◆ Document text:
====================

Article 4 of the EU AI Act introduced an obligation that has received less attention than the high-risk AI requirements or the prohibited practices, but which applies broadly across all organisations that provide or deploy AI systems: the obligation to ensure adequate AI literacy.
Providers and deployers must take measures to ensure that their staff and any other persons operating or using AI systems on their behalf have a sufficient level of AI literacy. The AI Act defines this as the skills, knowledge, and understanding enabling people to make informed use of AI systems and to be aware of the opportunities and risks they entail.
This obligation is not tied to whether an organisation's AI systems are high-risk, limited-risk, or minimal-risk. It applies to any organisation that falls within the AI Act's scope because it develops or deploys AI systems, regardless of their risk classification. For many organisations, AI literacy is already partially addressed through internal training programmes, technology onboarding, or HR initiatives. However, these may not have been designed with the AI Act's specific requirements in mind, and they may contain gaps in either technical understanding, legal awareness, or both.

====================

◆ Listing:
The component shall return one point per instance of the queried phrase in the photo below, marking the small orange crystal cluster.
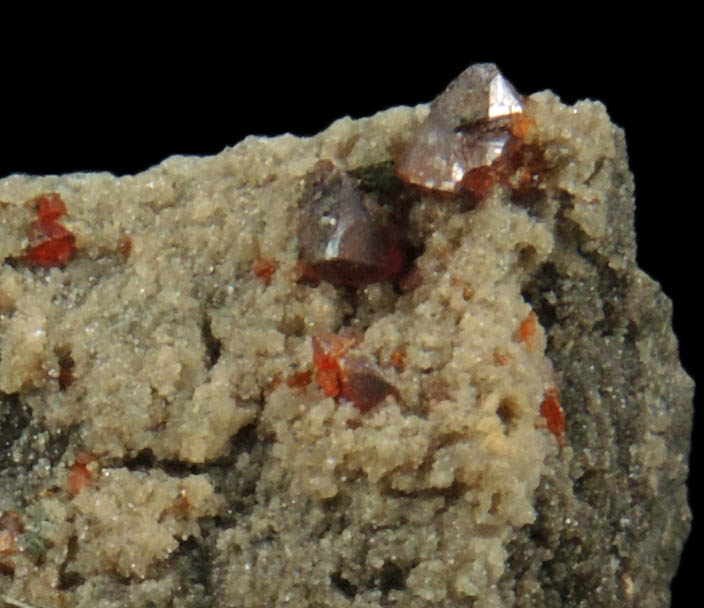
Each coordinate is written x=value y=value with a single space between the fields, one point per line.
x=52 y=244
x=353 y=378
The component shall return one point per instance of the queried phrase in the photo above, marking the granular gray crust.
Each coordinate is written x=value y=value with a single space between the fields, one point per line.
x=222 y=486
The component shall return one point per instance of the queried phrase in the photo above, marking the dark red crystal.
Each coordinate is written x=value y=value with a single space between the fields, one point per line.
x=52 y=244
x=344 y=237
x=468 y=129
x=351 y=377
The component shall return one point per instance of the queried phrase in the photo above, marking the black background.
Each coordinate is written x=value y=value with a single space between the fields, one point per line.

====================

◆ Requests:
a - How does the text on the EU AI Act's AI literacy obligation say the Act defines AI literacy?
b - Continue the text on the EU AI Act's AI literacy obligation from the point where it stops.
The rows were taken from a separate source.

◆ Results of the exercise:
a - It defines AI literacy as the skills, knowledge, and understanding that enable people to make informed use of AI systems and to be aware of the opportunities and risks they entail.

b -
The AI Act does not specify a uniform AI literacy standard. Instead, Article 4 specifies that the appropriate literacy level depends on the context: the technical knowledge, experience, education, and training of the relevant persons; the extent of their involvement with AI systems; and the type, nature, and intended purpose of the AI systems they work with. This means that AI literacy is not a single training module to be completed once. It is a graduated, role-specific competency requirement that must be matched to the actual responsibilities of each category of staff.
For staff who operate high-risk AI systems and make or influence decisions based on their outputs, AI literacy includes understanding how the system works at a sufficient level to identify anomalous outputs, understanding the system's limitations and failure modes, knowing how to engage the human oversight mechanisms, and understanding when to escalate concerns about a system's performance or output. For management responsible for AI governance and compliance decisions, AI literacy means understanding the regulatory framework, the risk classification of deployed systems, and the obligations that attach to each. For technical staff developing or configuring AI systems, it means understanding both the technical requirements of the Act and the design choices that affect compliance.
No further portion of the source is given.